Essen. Wer übernimmt Schenker? Konkurrenz hat großes Interesse, besonders Dänemarks Weltkonzern Maersk. Was das für die Jobs bedeuten würde.
Der dänische Reederei-Riese Maersk hat großes Interesse an einer Übernahme der zum Verkauf stehenden Bahn-Tochter Schenker. Der Essener Logistikkonzern wäre ein „perfektes Match“ für Maersk, erfuhr unsere Redaktion aus dem Umfeld des skandinavischen Unternehmens. Mit Schenker könnte Maersk der „Durchbruch“ auf seinem Weg zum Logistik-Allrounder gelingen. Der Konzern aus Kopenhagen will unabhängiger vom reinen Seefrachtgeschäft werden. Auch für Schenker und seine 75.000 Beschäftigten hätte Maersk anderen Interessenten gegenüber Vorteile.
Die Dänen hatten vor zwei Wochen als erste von kolportierten rund 20 Interessenten den Finger gehoben. Konzernchef Vincent Clerc hatte vor Investoren erklärt, ein Gebot prüfen zu wollen - allein schon, weil die Größe des Deals die Weltkarte der Logistiker so oder so verändern werde. Ob er auch ein Angebot abgeben werde, könne er aber noch nicht sagen. Die verbale Zurückhaltung ist den Gepflogenheiten in laufenden Verkaufsprozessen geschuldet. Tatsächlich würden die Dänen ihre seit Jahren laufenden Zukäufe im Logistikgeschäft gerne mit Schenker vervollständigen.
Schenker könnte Maersk unabhängiger von Reederei machen
Denn das Ziel, mehr als die Hälfte des Umsatzes künftig mit klassischer Logistik zu erzielen, würde Maersk mit Schenker auf einen Schlag erreichen. Im vergangenen Jahr erzielte die lange weltgrößte Reederei rund 31 der insgesamt 47,4 Milliarden Euro Umsatz auf dem Meer. Mit dem Schenker-Umsatz von zuletzt rund 20 Milliarden Euro im Jahr würde die Logistiksparte der Dänen das bisherige Kerngeschäft der Reederei überholen.
--- --- ---
§ **DEINE AUFGABEN**:
1 > Kannst du den Teil der Auflistung wörtlich wiedergeben, der mit der Zeile mit „Mark one point per instance of the bare“ beginnt und bis zum Ende der Auflistung reicht, beide Enden eingeschlossen?
2 > Wie geht der Artikel über Maersk und Schenker weiter? Führe ihn im Anschluss an seinen letzten Satz fort.
Die folgende Auflistung hat mit dem Artikel über Maersk und Schenker nichts zu tun.
--- --- ---
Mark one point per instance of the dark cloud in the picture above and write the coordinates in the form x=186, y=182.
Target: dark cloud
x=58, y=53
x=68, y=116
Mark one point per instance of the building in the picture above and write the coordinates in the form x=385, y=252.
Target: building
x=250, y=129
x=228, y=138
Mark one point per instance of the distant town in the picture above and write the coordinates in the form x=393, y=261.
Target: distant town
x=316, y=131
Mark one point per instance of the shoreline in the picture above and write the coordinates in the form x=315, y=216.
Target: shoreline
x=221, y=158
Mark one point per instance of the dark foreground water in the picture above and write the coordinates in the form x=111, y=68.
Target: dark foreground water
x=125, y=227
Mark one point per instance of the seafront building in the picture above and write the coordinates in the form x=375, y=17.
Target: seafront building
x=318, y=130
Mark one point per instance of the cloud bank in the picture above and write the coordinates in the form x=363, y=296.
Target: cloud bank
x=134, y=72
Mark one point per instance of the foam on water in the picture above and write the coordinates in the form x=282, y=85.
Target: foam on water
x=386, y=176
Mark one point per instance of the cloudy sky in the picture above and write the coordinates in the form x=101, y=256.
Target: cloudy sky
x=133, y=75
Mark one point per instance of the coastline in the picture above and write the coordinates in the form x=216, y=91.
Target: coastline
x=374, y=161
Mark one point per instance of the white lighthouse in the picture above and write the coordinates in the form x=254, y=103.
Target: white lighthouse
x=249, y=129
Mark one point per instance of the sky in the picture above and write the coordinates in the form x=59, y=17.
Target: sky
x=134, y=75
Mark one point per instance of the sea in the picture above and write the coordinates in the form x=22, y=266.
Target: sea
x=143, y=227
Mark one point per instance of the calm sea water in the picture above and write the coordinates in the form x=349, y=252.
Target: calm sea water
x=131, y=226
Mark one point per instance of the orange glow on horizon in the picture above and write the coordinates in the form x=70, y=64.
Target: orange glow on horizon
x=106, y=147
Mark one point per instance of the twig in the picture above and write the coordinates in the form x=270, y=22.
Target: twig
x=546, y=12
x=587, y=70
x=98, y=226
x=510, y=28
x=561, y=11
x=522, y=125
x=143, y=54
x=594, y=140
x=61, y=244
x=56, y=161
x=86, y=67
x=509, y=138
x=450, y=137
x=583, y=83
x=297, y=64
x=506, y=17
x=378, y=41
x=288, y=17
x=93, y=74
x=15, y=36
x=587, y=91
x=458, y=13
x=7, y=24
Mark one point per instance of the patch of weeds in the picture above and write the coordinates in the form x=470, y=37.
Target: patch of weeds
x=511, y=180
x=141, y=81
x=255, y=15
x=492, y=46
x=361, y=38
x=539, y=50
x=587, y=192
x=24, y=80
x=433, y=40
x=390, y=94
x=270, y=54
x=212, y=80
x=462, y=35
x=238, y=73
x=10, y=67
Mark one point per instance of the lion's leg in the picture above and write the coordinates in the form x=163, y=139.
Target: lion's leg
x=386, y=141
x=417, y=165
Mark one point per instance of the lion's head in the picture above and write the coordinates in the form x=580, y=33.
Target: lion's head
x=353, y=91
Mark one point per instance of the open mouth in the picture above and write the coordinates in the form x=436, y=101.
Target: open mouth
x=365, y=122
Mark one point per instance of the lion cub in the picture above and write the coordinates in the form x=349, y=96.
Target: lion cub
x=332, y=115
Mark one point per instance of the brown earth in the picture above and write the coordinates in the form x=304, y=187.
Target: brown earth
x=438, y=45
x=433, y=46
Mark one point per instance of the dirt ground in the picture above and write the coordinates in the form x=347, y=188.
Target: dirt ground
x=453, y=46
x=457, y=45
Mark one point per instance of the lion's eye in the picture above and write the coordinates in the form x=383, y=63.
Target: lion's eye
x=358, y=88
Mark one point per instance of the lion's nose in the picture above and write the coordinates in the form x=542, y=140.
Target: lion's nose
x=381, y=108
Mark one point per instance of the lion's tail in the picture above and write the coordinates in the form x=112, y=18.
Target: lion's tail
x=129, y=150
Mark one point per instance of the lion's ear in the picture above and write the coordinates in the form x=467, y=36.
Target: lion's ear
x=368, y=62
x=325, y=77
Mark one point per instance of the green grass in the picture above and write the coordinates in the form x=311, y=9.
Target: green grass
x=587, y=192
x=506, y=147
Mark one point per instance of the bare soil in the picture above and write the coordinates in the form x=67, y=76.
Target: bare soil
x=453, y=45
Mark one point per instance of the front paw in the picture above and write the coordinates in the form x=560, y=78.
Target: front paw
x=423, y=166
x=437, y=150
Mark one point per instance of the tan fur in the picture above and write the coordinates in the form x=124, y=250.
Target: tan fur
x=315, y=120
--- --- ---
§ **ERWARTETE ERGEBNISSE**:
1 >
Mark one point per instance of the bare soil in the picture above and write the coordinates in the form x=67, y=76.
Target: bare soil
x=453, y=45
Mark one point per instance of the front paw in the picture above and write the coordinates in the form x=560, y=78.
Target: front paw
x=423, y=166
x=437, y=150
Mark one point per instance of the tan fur in the picture above and write the coordinates in the form x=124, y=250.
Target: tan fur
x=315, y=120

2 >
So oder so zeichnet sich eine Elefantenhochzeit ab, nach der die Rangliste der weltgrößten Logistiker neu geschrieben werden muss. Denn neben Maersk, nach mehreren Zukäufen in den vergangenen Jahren selbst bereits in die globale Logistik-Top-Ten vorgestoßen, wird auch anderen Branchenriesen Interesse an Schenker nachgesagt. Allen voran der Schweizer MSC, die Maersk im vergangenen Jahr beim Frachtvolumen als weltgrößte Reederei abgelöst hat. Ebenso der Post-Tochter DHL, dem dänischen Logistik-Riesen DSV und dem Schweizer Konkurrenten Kühne & Nagel.
Auch Finanzinvestoren aus den USA, Europa, China und Arabien sollen Interesse angemeldet und die Verkaufsunterlagen eingesehen haben. Ein Börsengang gilt derzeit als unwahrscheinlich. Für die Bundesregierung, vor allem Verkehrsminister Volker Wissing (FDP) wird der Preis ein entscheidendes Kriterium sein. Bei ausländischen Investoren wird aber auch das Haus von Wirtschaftsminister Robert Habeck (Grüne) mitreden, weil es den Verkauf nach dem Außenwirtschaftsgesetz prüfen muss.
Schlechte Karten für arabische und chinesische Fonds
Zuletzt stand Habeck vor allem bei chinesischen Investoren auf der Bremse. So untersagte er den Verkauf des Dortmunder Chipherstellers Elmos an eine schwedische Firma in chinesischer Hand. Aktuell in der Schwebe ist auch der Griff des chinesischen Gasturbinen-Herstellers CSIC Longjiang nach der Oberhausener Turbinenfertigung der VW-Tochter MAN Energy Solutions. Habecks Zustimmung gilt als fraglich.
Der im Januar durch die Deutsche Bahn gestartete Verkaufsprozess soll laut Handelsblatt bereits in den kommenden Wochen eine Vorentscheidung bringen. Am 20. März trifft sich der Bahn-Aufsichtsrat. Die Bundesregierung will mit dem Verkauf von Schenker die Schulden des Staatsunternehmens abbauen und dringend benötigte Investitionen ermöglichen. In Finanzmarktkreisen wird der mögliche Kaufpreis auf zehn bis 15 Milliarden Euro taxiert.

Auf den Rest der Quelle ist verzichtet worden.